Problem: Please convert the records below into a two-column CSV with the header row instruction,result, one row per record. Put each record's text under instruction and its answer under result, wrap every field in double quotes, replace line breaks with spaces, and omit the pictures.

Records shown:
[start]

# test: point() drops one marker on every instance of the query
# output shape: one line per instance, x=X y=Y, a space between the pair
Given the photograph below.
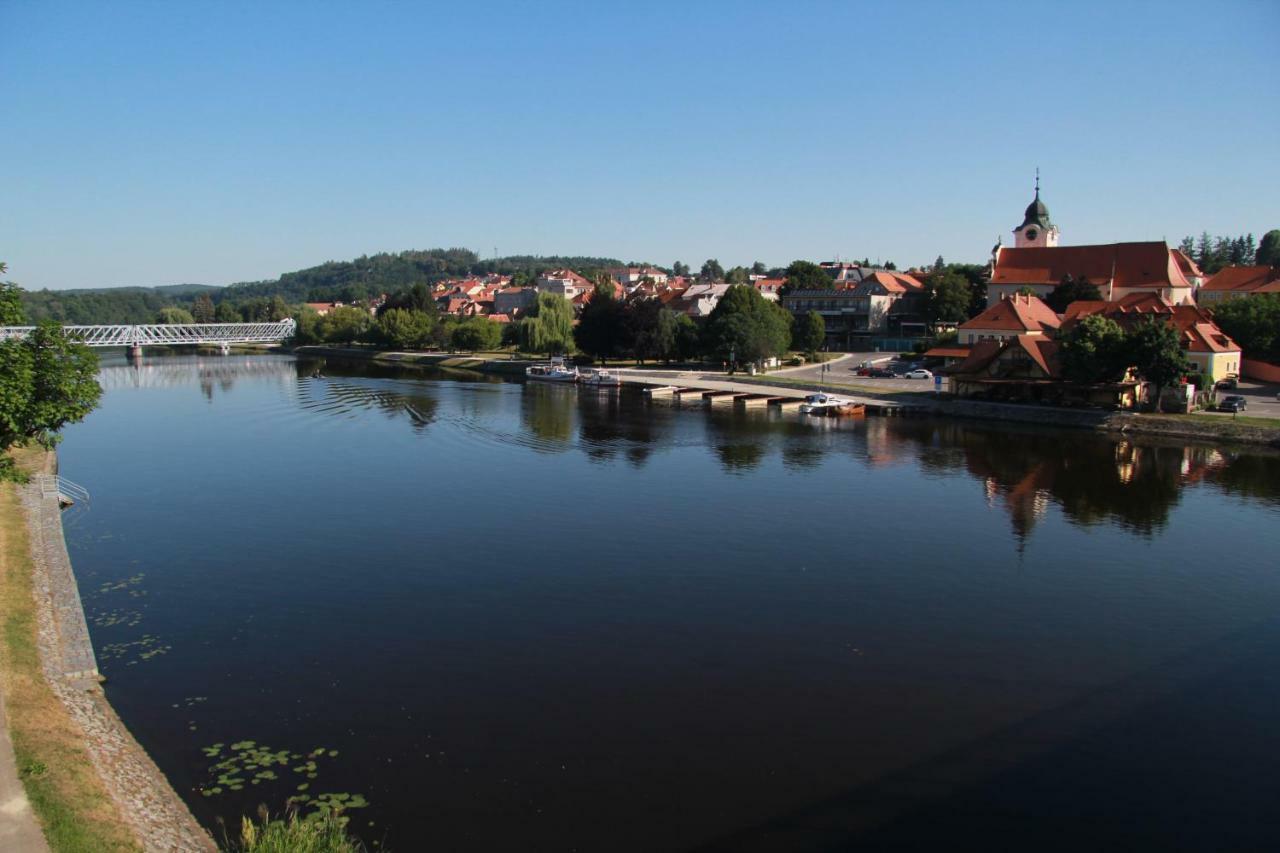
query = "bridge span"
x=135 y=337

[end]

The solution:
instruction,result
"# test: point() drops one marker on every instance of the query # output shape: one line per instance, x=X y=Y, a space between the pair Given the photograph below. query = ""bridge span""","x=135 y=337"